● TO DO
Ignoring the pictures, copy the data exactly.

[RECORDS SUPPLIED Boundary: Start]

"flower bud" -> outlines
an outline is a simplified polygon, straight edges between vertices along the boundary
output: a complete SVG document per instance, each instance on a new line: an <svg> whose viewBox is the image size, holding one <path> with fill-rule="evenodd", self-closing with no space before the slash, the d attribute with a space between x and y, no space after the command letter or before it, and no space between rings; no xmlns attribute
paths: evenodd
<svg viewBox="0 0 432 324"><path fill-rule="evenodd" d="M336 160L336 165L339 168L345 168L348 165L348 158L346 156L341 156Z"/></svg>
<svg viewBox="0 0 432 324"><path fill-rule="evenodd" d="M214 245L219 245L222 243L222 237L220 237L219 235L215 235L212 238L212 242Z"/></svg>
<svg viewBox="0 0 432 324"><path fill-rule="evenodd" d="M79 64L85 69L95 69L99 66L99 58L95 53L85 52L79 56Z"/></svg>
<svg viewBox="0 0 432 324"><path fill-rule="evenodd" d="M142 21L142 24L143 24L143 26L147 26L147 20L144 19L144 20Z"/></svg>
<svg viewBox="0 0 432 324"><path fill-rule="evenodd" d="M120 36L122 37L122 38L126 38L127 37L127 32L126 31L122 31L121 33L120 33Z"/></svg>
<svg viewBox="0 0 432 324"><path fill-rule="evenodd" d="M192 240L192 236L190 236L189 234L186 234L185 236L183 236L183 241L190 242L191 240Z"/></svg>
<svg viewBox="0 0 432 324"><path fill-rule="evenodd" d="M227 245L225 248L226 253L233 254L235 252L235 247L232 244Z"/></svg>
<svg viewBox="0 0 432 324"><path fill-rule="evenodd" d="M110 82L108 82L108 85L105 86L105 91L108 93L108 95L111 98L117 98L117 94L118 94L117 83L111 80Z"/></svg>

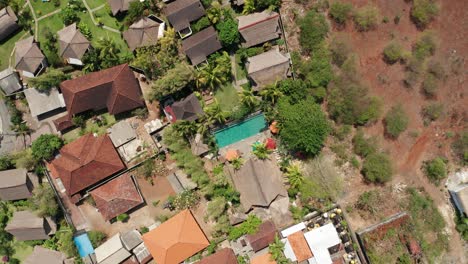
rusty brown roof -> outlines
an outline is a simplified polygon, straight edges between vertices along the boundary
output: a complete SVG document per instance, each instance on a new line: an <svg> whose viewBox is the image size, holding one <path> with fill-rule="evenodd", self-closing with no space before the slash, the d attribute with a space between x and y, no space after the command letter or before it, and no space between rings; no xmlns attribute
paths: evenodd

[RECORDS SUPPLIED Boundary: End]

● SOLVED PROBLEM
"flower bud" -> outlines
an outline is a simplified polygon, straight edges between vertices along the boundary
output: a complete SVG document per instance, each instance on a new line: an <svg> whose viewBox is the image size, holding one <path> with fill-rule="evenodd", self-closing with no space before the slash, the d attribute with a space between x and y, no space after the command letter or before it, and no space between rings; no xmlns attribute
paths: evenodd
<svg viewBox="0 0 432 324"><path fill-rule="evenodd" d="M336 160L336 165L339 168L345 168L348 165L348 158L346 156L341 156Z"/></svg>
<svg viewBox="0 0 432 324"><path fill-rule="evenodd" d="M214 245L219 245L222 243L222 237L220 237L219 235L215 235L212 238L212 242Z"/></svg>
<svg viewBox="0 0 432 324"><path fill-rule="evenodd" d="M79 64L85 69L95 69L99 66L99 58L95 53L85 52L79 56Z"/></svg>
<svg viewBox="0 0 432 324"><path fill-rule="evenodd" d="M142 21L142 24L143 24L143 26L147 26L147 20L144 19L144 20Z"/></svg>
<svg viewBox="0 0 432 324"><path fill-rule="evenodd" d="M120 36L122 37L122 38L126 38L127 37L127 32L126 31L122 31L121 33L120 33Z"/></svg>
<svg viewBox="0 0 432 324"><path fill-rule="evenodd" d="M192 240L192 236L190 236L189 234L186 234L185 236L183 236L183 241L190 242L191 240Z"/></svg>
<svg viewBox="0 0 432 324"><path fill-rule="evenodd" d="M227 245L225 248L226 253L233 254L235 252L235 247L232 244Z"/></svg>
<svg viewBox="0 0 432 324"><path fill-rule="evenodd" d="M110 82L108 82L108 85L105 86L105 91L108 93L108 95L111 98L117 98L117 94L118 94L117 83L111 80Z"/></svg>

rusty brown roof -> outlines
an outline is a simplified polygon, straight edges between vertices along the boundary
output: a complete SVG document per instance, each instance on a new line: an <svg> whose viewBox is the image size, holding one <path> with fill-rule="evenodd", self-closing with no space before the slash, the d attribute with a space between x and y, no space after the command letter or before it, and no space between rings; no xmlns attribute
paths: evenodd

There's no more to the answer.